## TASK TO COMPLETE
Extend the article on OpenAI's GPT-2 and the history of natural language processing, starting after its final sentence about deepfake text.

## SUPPLIED TEXT
Tag Archives: respond
#436258 For Centuries, People Dreamed of a ...
This is part six of a six-part series on the history of natural language processing.
In February of this year, OpenAI, one of the foremost artificial intelligence labs in the world, announced that a team of researchers had built a powerful new text generator called the Generative Pre-Trained Transformer 2, or GPT-2 for short. The researchers used a reinforcement learning algorithm to train their system on a broad set of natural language processing (NLP) capabilities, including reading comprehension, machine translation, and the ability to generate long strings of coherent text.
But as is often the case with NLP technology, the tool held both great promise and great peril. Researchers and policy makers at the lab were concerned that their system, if widely released, could be exploited by bad actors and misappropriated for “malicious purposes.”
The people of OpenAI, which defines its mission as “discovering and enacting the path to safe artificial general intelligence,” were concerned that GPT-2 could be used to flood the Internet with fake text, thereby degrading an already fragile information ecosystem. For this reason, OpenAI decided that it would not release the full version of GPT-2 to the public or other researchers.
GPT-2 is an example of a technique in NLP called language modeling, whereby the computational system internalizes a statistical blueprint of a text so it’s able to mimic it. Just like the predictive text on your phone—which selects words based on words you’ve used before—GPT-2 can look at a string of text and then predict what the next word is likely to be based on the probabilities inherent in that text.
GPT-2 can be seen as a descendant of the statistical language modeling that the Russian mathematician A. A. Markov developed in the early 20th century (covered in part three of this series).
GPT-2 used cutting-edge machine learning algorithms to do linguistic analysis with over 1.5 million parameters.
What’s different with GPT-2, though, is the scale of the textual data modeled by the system. Whereas Markov analyzed a string of 20,000 letters to create a rudimentary model that could predict the likelihood of the next letter of a text being a consonant or a vowel, GPT-2 used 8 million articles scraped from Reddit to predict what the next word might be within that entire dataset.
And whereas Markov manually trained his model by counting only two parameters—vowels and consonants—GPT-2 used cutting-edge machine learning algorithms to do linguistic analysis with over 1.5 million parameters, burning through huge amounts of computational power in the process.
The results were impressive. In their blog post, OpenAI reported that GPT-2 could generate synthetic text in response to prompts, mimicking whatever style of text it was shown. If you prompt the system with a line of William Blake’s poetry, it can generate a line back in the Romantic poet’s style. If you prompt the system with a cake recipe, you get a newly invented recipe in response.
Perhaps the most compelling feature of GPT-2 is that it can answer questions accurately. For example, when OpenAI researchers asked the system, “Who wrote the book The Origin of Species?”—it responded: “Charles Darwin.” While only able to respond accurately some of the time, the feature does seem to be a limited realization of Gottfried Leibniz’s dream of a language-generating machine that could answer any and all human questions (described in part two of this series).
After observing the power of the new system in practice, OpenAI elected not to release the fully trained model. In the lead up to its release in February, there had been heightened awareness about “deepfakes”—synthetic images and videos, generated via machine learning techniques, in which people do and say things they haven’t really done and said. Researchers at OpenAI worried that GPT-2 could be used to essentially create deepfake text, making it harder for people to trust textual information online.

## RECORDED DATA
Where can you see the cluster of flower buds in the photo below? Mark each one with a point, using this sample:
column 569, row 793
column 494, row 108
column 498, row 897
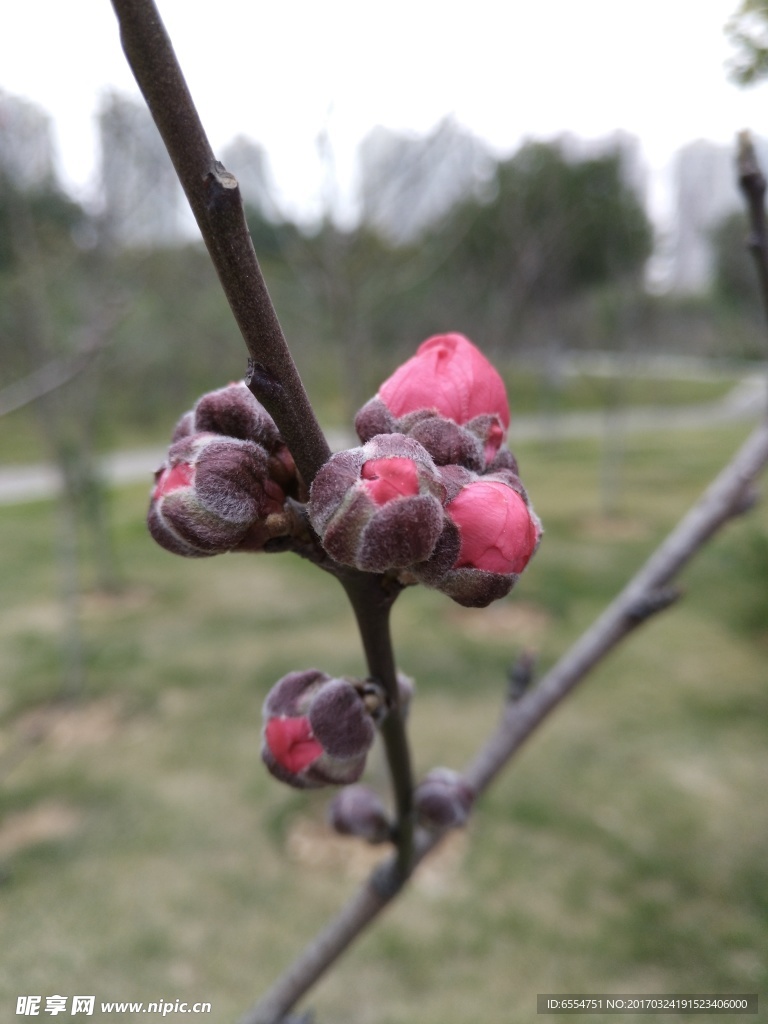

## RESPONSE
Responses to this decision varied. On one hand, OpenAI’s caution prompted an overblown reaction in the media, with articles about the “dangerous” technology feeding into the Frankenstein narrative that often surrounds developments in AI.
Others took issue with OpenAI’s self-promotion, with some even suggesting that OpenAI purposefully exaggerated GPT-2s power in order to create hype—while contravening a norm in the AI research community, where labs routinely share data, code, and pre-trained models. As machine learning researcher Zachary Lipton tweeted, “Perhaps what's *most remarkable* about the @OpenAI controversy is how *unremarkable* the technology is. Despite their outsize attention & budget, the research itself is perfectly ordinary—right in the main branch of deep learning NLP research.”
OpenAI stood by its decision to release only a limited version of GPT-2, but has since released larger models for other researchers and the public to experiment with. As yet, there has been no reported case of a widely distributed fake news article generated by the system. But there have been a number of interesting spin-off projects, including GPT-2 poetry and a webpage where you can prompt the system with questions yourself.
Mimicking humans on Reddit, the bots have long conversations about a variety of topics, including conspiracy theories and
Star Wars movies.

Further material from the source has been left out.